### Goal 1
In two sentences, summarize the excerpt on androcentrism and far-right climate politics.
### Goal 2
Filter the entries down to every line that contains the string "gray", treating uppercase and lowercase as distinct.

### Selected excerpt
* * * *
Androcentrism is another practice that places humans in the center, except that this one is gendered: it favours masculinity and marginalizes femininity. Anthropocentrism and androcentrism have developed together. As a result, a male-centered, oppressive, misogynist culture that feeds on resource and labour exploitation emerged and kept growing, leading to violence against women and the earth. This essentialisation is re-enforced by right-wing politicians who are obsessed with gender ideologies and the gender binary.

These politicians like Jair Bolsonaro or Donald Trump have expressed their struggle with accepting climate change as a fact and have spent tremendous amounts of time and energy denying it. Unsurprisingly, their climate skepticism rarely appears on its own. It is sometimes accompanied by fatalism, and also often by xenophobia, homophobia, sexism and misogyny, racism, or a combination of a few or all of them. Religious apocalypticism poses a serious threat to how humans as a species classify the importance of sustainability and climate action.[6] This is perhaps why the majority of right-wing political parties include religious conservatism in their politics to meet their political agendas.

As climate change is becoming a concern for voters across the world, right-wing parties are beginning to incorporate green politics into their agendas. If we take a look, for instance, at Germany’s Alternative für Deutschland (AfD), the Austrian Freedom Party (FPÖ) or the Italian Lega (League), it is evident that they have been forced to change their positions on the climate issue.[7] Nevertheless, this far-right environmentalism is sexist, homophobic, racist, and oppressive, and stands against everything that queer ecological feminism brings to the table.[8] It resents, dehumanises, and alienates groups that are different because of their religious beliefs, colour, gender, sexual orientation, or ethnic background. Classifications such as male-white-cisgender-heterosexual versus anything else, like a person of colour-transgender-queer-female, does more harm than one can imagine, especially when it comes to climate action.

Photo showing an impression from “Feminist Climate Change: Beyond the Binary Panel”. Ars Electronica. 2017. Flickr Commons.
* * * *
### Records for processing
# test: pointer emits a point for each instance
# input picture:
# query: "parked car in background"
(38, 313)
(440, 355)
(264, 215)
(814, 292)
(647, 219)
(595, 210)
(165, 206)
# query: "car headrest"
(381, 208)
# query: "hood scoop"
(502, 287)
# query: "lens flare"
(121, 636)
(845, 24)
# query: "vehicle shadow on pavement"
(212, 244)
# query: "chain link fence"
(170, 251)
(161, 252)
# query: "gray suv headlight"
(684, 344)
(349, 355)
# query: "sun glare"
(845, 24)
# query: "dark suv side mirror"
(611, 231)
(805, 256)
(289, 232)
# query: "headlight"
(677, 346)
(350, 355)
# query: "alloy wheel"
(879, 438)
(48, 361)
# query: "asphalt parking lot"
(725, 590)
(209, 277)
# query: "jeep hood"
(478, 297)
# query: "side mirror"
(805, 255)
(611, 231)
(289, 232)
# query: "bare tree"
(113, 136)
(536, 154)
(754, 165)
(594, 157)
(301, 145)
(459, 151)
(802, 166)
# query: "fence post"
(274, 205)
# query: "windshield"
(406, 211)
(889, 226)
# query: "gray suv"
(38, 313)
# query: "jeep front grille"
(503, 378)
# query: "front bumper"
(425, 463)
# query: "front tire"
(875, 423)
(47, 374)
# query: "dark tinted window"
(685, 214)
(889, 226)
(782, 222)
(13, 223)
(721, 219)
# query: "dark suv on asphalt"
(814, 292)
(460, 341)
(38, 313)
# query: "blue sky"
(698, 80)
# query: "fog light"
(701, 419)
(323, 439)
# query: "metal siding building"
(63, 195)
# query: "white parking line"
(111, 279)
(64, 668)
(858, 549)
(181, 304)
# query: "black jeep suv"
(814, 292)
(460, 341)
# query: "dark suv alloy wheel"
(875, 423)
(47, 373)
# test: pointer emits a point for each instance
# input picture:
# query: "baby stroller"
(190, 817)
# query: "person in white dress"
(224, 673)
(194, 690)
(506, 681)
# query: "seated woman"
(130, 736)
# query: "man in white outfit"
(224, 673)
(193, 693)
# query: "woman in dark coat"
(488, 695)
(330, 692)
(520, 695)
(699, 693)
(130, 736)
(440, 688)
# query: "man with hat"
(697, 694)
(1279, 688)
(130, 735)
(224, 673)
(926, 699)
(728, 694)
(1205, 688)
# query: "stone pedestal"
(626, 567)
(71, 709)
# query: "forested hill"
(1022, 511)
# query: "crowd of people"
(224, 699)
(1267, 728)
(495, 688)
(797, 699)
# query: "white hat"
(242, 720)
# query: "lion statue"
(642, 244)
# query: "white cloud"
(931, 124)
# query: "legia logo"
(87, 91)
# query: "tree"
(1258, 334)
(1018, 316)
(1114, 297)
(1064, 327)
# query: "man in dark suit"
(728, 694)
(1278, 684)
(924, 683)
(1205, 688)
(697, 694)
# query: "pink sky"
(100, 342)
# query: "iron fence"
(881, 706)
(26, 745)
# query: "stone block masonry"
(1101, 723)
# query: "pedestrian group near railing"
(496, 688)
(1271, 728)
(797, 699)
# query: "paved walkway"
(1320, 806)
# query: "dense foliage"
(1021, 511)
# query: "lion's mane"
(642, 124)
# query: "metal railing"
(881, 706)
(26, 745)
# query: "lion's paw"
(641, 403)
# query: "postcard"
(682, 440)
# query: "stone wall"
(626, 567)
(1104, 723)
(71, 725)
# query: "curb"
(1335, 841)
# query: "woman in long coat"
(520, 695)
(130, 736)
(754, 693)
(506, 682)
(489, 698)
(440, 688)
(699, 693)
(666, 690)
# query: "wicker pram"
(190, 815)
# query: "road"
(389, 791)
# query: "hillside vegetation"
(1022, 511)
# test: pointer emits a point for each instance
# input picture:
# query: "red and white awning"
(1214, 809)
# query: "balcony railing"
* * * *
### Complete answer 1
The excerpt argues that androcentrism, which favors masculinity and marginalizes femininity, developed together with anthropocentrism and produced an exploitative, misogynist culture that led to violence against women and the earth. It states that right-wing politicians have denied climate change, often alongside xenophobia, sexism, and racism, and that although parties such as the AfD, the FPÖ, and the Lega have been forced to change their climate positions, this far-right environmentalism remains oppressive and opposed to queer ecological feminism.

### Complete answer 2
# query: "gray suv headlight"
# query: "gray suv"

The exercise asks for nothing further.